■ TASK GOAL ■
Rewrite the entries below as a numbered list, skipping any blank lines.
══ RECORDS SHOWN ══
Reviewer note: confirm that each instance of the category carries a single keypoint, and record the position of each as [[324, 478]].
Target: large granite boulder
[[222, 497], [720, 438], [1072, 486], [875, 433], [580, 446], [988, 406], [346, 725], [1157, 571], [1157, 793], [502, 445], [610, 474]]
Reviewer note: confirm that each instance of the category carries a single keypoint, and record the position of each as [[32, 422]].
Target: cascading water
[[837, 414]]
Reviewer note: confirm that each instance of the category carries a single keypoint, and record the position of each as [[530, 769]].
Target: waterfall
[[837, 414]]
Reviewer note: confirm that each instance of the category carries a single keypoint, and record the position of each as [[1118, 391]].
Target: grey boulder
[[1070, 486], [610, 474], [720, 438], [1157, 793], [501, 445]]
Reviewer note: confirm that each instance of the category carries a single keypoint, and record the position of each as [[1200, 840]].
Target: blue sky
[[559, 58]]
═══
■ WORKED ANSWER ■
1. Reviewer note: confirm that each instance of the category carries a single keypoint, and record the position of each as [[324, 478]].
2. Target: large granite boulder
3. [[222, 497], [720, 438], [1072, 486], [875, 433], [580, 446], [988, 406], [346, 725], [1157, 571], [1157, 793], [502, 445], [610, 474]]
4. Reviewer note: confirm that each instance of the category carries a single keypoint, and record the position of each as [[32, 422]].
5. Target: cascading water
6. [[837, 414]]
7. Reviewer note: confirm that each instance of the category carries a single keypoint, and record the position of each as [[530, 769]].
8. Target: waterfall
9. [[837, 414]]
10. Reviewer note: confirm that each instance of the category carries a single keypoint, and record the position of each as [[1118, 391]].
11. Target: grey boulder
12. [[1070, 486], [610, 474], [720, 438], [1157, 793], [501, 445]]
13. Reviewer note: confirm that each instance of the category carries a single keypoint, and record the position of each as [[1200, 840]].
14. Target: blue sky
15. [[559, 58]]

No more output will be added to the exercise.